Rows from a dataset
::::
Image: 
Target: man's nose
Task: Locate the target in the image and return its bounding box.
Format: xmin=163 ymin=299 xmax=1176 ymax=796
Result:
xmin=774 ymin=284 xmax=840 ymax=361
::::
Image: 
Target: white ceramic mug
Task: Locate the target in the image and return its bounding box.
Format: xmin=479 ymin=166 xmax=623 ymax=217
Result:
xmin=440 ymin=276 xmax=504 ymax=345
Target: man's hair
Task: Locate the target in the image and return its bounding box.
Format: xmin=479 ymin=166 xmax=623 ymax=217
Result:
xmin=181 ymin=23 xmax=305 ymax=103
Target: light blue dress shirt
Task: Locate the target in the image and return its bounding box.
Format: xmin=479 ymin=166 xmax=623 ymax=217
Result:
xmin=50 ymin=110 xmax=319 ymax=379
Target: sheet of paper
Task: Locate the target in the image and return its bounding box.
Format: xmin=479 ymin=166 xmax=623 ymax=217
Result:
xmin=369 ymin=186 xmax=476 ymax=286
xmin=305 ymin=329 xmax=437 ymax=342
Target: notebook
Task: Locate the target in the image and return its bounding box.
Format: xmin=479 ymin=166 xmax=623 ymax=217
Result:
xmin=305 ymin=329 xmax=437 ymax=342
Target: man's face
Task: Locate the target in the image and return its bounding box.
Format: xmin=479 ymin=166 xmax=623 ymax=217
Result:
::::
- [SHORT PROBLEM]
Copy out the stretch of records from the line containing "Target: light blue dress shirt" through the line containing "xmin=50 ymin=110 xmax=319 ymax=379", reproducing each line without change.

- [EXPECTED OUTPUT]
Target: light blue dress shirt
Task: Locate the target in the image and return its bounding box.
Format: xmin=479 ymin=166 xmax=623 ymax=217
Result:
xmin=50 ymin=110 xmax=319 ymax=379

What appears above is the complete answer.